Pointing and labeling entries:

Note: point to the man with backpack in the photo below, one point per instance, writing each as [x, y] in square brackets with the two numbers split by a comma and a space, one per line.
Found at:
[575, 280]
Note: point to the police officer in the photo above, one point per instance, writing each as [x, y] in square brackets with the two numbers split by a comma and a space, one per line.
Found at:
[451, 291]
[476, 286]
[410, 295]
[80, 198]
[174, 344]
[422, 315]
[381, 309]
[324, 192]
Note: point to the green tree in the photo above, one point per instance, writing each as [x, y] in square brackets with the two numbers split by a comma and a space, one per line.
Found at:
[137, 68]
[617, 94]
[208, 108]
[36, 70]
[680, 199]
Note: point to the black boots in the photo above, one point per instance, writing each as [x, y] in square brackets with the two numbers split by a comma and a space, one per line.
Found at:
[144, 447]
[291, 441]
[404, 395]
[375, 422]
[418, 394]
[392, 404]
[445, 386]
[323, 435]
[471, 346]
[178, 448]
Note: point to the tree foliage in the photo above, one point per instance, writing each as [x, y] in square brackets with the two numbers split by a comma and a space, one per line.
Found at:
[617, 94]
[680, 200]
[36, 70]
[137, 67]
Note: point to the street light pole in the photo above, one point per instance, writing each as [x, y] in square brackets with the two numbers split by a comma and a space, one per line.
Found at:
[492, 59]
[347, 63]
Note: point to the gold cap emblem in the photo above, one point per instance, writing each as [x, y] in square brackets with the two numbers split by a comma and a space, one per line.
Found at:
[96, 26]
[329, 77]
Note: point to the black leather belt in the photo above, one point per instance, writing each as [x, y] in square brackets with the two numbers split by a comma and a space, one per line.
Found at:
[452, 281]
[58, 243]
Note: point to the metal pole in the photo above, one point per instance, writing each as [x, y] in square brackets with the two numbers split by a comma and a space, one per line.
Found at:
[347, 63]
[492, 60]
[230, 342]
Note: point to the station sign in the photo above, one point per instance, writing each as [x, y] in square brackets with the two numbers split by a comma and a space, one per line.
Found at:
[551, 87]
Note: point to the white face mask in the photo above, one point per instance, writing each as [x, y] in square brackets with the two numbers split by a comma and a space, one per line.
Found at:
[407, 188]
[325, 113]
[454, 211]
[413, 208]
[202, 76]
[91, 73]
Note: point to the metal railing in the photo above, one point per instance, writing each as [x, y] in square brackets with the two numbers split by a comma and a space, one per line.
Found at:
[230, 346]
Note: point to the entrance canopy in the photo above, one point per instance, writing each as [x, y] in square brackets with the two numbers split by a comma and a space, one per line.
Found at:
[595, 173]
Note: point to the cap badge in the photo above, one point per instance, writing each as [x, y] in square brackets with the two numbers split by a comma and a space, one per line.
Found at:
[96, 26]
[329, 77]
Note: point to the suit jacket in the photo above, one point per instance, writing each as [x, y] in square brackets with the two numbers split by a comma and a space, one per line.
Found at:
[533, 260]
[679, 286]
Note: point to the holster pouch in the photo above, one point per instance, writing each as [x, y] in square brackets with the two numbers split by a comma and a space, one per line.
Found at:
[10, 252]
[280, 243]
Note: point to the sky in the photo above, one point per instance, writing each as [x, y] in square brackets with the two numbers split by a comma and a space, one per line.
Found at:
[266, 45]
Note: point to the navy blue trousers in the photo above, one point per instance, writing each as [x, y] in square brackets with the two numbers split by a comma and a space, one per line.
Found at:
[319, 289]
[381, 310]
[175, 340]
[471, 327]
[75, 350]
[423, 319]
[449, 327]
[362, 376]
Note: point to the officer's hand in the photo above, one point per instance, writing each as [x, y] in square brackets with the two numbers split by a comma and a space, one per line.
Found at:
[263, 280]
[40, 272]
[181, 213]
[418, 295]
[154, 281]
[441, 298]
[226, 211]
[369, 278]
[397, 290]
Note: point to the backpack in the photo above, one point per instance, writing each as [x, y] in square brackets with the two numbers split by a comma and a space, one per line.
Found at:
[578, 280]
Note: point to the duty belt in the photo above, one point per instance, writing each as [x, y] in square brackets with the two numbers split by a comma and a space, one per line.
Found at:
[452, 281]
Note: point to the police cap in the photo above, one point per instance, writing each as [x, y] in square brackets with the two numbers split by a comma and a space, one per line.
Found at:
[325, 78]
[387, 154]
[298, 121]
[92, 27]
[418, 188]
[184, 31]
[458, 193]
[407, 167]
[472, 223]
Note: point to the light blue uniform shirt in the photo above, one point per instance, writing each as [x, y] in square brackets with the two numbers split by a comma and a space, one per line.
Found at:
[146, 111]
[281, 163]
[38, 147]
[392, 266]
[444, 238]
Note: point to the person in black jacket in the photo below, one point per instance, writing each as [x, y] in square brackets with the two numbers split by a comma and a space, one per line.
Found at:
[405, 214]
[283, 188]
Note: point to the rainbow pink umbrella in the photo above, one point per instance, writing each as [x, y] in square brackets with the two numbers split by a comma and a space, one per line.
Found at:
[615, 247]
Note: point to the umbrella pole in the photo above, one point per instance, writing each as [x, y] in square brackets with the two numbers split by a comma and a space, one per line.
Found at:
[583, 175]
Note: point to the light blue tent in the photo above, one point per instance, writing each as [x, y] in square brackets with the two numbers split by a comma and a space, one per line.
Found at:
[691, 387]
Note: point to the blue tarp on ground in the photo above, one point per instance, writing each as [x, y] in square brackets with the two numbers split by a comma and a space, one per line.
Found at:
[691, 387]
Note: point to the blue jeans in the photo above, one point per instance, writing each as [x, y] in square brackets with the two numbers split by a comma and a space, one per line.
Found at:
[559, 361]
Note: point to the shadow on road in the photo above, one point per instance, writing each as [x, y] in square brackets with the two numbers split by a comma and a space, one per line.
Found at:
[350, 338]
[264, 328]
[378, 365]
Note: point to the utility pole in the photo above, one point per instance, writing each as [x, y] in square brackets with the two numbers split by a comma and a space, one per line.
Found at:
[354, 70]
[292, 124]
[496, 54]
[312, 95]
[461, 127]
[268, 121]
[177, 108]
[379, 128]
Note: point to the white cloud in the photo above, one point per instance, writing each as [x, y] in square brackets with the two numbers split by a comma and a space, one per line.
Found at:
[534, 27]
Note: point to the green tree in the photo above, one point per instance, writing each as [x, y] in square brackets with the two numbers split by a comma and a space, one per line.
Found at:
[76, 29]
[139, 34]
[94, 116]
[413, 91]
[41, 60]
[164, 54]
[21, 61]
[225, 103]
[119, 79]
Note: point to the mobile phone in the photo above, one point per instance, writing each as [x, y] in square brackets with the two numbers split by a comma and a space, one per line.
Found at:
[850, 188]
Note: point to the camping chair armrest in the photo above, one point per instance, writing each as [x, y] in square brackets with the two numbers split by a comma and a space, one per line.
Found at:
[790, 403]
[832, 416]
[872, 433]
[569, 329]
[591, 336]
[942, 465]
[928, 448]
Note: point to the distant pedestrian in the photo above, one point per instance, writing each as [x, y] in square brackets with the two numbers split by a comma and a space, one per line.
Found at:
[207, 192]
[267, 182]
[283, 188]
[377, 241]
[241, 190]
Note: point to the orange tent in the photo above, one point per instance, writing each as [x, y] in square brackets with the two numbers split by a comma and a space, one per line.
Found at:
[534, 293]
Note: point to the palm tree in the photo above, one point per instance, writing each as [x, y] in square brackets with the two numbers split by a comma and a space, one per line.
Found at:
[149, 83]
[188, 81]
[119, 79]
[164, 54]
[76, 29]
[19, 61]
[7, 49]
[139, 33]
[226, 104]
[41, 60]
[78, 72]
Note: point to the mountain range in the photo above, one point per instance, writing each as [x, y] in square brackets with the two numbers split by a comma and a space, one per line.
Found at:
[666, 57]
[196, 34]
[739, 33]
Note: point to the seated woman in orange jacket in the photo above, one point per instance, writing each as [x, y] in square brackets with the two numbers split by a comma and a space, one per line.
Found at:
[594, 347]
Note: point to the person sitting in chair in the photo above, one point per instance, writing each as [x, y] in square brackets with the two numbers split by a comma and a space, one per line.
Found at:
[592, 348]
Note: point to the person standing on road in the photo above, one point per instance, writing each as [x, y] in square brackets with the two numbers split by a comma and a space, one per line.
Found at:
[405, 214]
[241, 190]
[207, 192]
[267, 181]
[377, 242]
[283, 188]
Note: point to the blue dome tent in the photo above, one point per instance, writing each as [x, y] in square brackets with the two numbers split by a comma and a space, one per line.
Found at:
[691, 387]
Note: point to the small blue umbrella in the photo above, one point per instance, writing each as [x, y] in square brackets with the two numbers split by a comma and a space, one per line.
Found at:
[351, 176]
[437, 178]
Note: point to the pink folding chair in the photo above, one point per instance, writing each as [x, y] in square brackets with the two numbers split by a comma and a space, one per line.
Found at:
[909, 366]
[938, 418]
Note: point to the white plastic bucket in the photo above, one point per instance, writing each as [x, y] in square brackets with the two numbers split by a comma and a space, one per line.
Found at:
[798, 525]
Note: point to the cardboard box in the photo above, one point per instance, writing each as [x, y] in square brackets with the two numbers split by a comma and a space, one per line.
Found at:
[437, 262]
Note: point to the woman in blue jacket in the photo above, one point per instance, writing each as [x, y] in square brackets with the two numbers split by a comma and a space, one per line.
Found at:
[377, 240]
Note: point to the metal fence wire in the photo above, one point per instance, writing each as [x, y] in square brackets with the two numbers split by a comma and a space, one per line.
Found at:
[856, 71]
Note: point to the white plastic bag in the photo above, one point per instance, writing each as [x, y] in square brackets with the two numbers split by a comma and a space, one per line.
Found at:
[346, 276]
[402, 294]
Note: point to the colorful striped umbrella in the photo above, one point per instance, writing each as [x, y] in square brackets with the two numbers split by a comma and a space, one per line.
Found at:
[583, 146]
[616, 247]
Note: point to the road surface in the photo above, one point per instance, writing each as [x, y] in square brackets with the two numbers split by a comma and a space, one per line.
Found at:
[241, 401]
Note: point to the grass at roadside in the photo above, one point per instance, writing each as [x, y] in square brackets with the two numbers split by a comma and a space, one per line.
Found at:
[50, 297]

**PROBLEM DETAILS**
Nothing but the lines from the one with "Note: point to the colorful" through the last line should be repeated, each exactly as it stands.

**IN RESPONSE**
Note: point to the colorful striped umbrella in the photo above, one point per instance, writing each as [x, y] in square brackets with the two numbers split by a comma and a space, one per line.
Found at:
[583, 146]
[616, 247]
Note: point to the road surface in the photo above, one point per instance, writing each as [x, y] in square brackets with the two numbers split by a comma and a space, one per line.
Found at:
[241, 401]
Note: point to the grass at roadside in the photo above, one point per instance, writing each as [x, y] in square brackets with the two numbers split by a comma and a space, one per line.
Found at:
[50, 297]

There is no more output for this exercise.